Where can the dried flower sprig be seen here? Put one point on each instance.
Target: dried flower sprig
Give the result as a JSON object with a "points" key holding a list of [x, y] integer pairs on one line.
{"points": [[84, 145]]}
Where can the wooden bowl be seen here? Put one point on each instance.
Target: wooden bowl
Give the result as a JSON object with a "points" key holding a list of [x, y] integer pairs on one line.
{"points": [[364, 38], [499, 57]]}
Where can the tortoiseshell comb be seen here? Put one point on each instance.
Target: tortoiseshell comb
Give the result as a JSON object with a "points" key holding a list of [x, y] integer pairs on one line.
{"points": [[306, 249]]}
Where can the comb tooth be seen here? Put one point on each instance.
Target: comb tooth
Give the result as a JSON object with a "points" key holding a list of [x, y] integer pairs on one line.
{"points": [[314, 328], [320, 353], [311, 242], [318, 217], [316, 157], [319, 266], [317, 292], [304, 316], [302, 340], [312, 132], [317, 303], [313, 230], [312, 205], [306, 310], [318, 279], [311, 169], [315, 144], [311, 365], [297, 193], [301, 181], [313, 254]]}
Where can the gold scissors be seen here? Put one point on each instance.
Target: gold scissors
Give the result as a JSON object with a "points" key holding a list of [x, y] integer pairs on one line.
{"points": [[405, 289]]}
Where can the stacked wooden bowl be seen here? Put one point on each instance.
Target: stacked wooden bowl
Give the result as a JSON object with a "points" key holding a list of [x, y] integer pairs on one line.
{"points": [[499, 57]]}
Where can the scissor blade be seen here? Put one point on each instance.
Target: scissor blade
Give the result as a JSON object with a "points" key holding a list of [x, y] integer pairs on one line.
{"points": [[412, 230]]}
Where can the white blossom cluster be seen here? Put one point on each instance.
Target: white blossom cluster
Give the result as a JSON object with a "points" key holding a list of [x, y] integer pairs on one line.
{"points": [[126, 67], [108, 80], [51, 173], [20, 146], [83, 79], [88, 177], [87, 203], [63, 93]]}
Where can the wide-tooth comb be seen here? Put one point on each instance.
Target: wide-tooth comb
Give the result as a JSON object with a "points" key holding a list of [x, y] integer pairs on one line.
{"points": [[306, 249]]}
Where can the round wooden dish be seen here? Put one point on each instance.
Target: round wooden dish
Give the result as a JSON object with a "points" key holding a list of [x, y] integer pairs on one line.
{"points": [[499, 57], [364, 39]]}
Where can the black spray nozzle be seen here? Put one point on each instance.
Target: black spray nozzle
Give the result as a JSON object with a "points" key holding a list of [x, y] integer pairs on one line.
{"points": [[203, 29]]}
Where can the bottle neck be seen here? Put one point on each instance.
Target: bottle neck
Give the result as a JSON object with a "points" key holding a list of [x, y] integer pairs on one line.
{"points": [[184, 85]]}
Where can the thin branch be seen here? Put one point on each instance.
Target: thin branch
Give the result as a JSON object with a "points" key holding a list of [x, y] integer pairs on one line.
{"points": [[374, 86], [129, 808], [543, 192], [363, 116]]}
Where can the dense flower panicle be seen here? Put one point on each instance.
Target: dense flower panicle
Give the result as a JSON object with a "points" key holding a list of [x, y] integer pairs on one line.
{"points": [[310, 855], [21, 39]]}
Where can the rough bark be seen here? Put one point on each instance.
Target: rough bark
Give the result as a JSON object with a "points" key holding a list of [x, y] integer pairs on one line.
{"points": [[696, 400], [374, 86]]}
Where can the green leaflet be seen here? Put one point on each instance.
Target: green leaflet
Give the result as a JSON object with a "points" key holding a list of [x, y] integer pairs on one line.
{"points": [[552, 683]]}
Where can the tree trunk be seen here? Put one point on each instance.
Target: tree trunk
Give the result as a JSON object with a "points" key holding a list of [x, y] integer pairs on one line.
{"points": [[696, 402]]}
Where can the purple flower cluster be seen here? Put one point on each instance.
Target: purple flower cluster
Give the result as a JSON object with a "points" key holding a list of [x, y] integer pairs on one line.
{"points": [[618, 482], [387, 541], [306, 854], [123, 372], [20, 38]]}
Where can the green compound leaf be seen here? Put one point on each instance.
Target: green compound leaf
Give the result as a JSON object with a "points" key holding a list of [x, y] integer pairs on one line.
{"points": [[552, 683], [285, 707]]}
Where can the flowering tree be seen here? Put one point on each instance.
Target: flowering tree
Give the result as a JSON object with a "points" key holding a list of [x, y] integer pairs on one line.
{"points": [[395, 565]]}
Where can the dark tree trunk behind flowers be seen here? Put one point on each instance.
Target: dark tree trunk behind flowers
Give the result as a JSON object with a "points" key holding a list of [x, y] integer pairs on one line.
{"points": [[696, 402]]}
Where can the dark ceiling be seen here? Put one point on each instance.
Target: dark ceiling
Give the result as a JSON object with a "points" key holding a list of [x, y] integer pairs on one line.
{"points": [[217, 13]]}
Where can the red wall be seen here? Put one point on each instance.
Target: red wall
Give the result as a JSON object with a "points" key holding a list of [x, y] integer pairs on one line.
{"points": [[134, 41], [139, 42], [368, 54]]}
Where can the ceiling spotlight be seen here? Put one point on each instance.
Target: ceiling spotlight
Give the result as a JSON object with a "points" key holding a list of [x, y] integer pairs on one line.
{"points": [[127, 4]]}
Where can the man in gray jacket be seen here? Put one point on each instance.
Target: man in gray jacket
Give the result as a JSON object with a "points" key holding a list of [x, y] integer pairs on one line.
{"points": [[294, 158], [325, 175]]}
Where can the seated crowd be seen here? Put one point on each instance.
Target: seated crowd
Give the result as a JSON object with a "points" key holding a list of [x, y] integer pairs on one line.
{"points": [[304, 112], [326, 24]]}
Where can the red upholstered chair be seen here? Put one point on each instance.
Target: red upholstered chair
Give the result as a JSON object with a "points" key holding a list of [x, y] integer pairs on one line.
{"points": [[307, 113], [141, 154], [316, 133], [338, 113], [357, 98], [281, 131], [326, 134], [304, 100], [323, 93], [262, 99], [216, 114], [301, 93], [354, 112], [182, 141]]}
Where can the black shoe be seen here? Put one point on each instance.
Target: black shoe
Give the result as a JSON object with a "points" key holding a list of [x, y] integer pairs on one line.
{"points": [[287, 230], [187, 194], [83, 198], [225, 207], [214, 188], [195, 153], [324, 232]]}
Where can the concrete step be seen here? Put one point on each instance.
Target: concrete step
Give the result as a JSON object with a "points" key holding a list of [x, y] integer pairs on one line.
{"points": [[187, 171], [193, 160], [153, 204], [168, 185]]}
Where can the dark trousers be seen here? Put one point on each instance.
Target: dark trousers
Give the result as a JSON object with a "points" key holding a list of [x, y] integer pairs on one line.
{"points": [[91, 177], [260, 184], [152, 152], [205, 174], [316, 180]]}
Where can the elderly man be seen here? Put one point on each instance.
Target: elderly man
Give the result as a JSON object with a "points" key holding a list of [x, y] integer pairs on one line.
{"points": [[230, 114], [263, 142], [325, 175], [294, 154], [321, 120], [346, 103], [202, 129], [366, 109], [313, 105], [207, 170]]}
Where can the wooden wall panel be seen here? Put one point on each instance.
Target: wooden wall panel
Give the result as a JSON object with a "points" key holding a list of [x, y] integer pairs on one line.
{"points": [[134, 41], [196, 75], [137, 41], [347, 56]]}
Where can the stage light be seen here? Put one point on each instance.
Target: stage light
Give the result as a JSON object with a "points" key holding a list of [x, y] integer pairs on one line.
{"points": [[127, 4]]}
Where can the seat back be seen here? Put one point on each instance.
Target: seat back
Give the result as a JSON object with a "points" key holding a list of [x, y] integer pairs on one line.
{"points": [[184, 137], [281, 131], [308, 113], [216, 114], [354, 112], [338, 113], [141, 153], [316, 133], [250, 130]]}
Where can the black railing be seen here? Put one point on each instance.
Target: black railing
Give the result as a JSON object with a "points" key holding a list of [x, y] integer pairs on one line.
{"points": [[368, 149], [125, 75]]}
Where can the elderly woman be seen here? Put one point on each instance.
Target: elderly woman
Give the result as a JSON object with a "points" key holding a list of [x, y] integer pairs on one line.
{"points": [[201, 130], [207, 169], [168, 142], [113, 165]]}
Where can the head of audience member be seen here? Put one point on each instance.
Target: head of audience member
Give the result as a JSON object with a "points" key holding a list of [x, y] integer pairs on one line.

--*--

Brief. Reproduce the lines word for word, starting at the one holding "Where can the elderly man" and ending at the final line of the material above.

Expected answer.
Where can the elderly man be seen here? Put one point on each instance.
Target: elderly man
Give the result as a JSON object with a "points" key holding a list of [x, y] integer pairs on one line.
{"points": [[230, 114], [263, 142], [325, 175], [294, 154], [321, 120], [346, 103], [202, 129], [366, 109], [313, 105], [207, 170]]}
Where can the wooden wall panel be seen here? Put one point on each instance.
Target: wooden wall panel
Give the result as a JSON object with a "points" key holding a list of [x, y] integer pairs on one line.
{"points": [[134, 41], [196, 75], [137, 41], [347, 56]]}
Where can the stage light be seen here? Put one point on each instance.
Target: stage light
Give the result as a JSON object with a "points" key holding a list of [x, y] integer pairs on one line.
{"points": [[127, 4]]}
Where can the seat back be seen here? Put one point on each instance.
Target: seat back
Give the result as a JSON object with a "points" key holding a list of [x, y] integer pairs on one line.
{"points": [[184, 137], [281, 131], [308, 113], [216, 114], [354, 112], [338, 113], [141, 153], [316, 133], [250, 130]]}
Where can the black railing be seen here? Put one point on each instance.
Target: black railing
Give the result as a JSON object with a "points" key holding a list of [x, y] integer pairs on one line.
{"points": [[368, 149], [125, 75]]}
Where can the elderly woman be seen here? Put one point on each instance.
Target: elderly woman
Give the result as a JSON object with a "points" key holding a list of [x, y] integer pairs on one line.
{"points": [[201, 130], [207, 169], [168, 142], [113, 165]]}
Where can the head of audience member be seen here? Put one point on each instance.
Target: head of audience member
Give the result as a JSON object with a "points" key holding a list of [x, y] integer pairs on one line.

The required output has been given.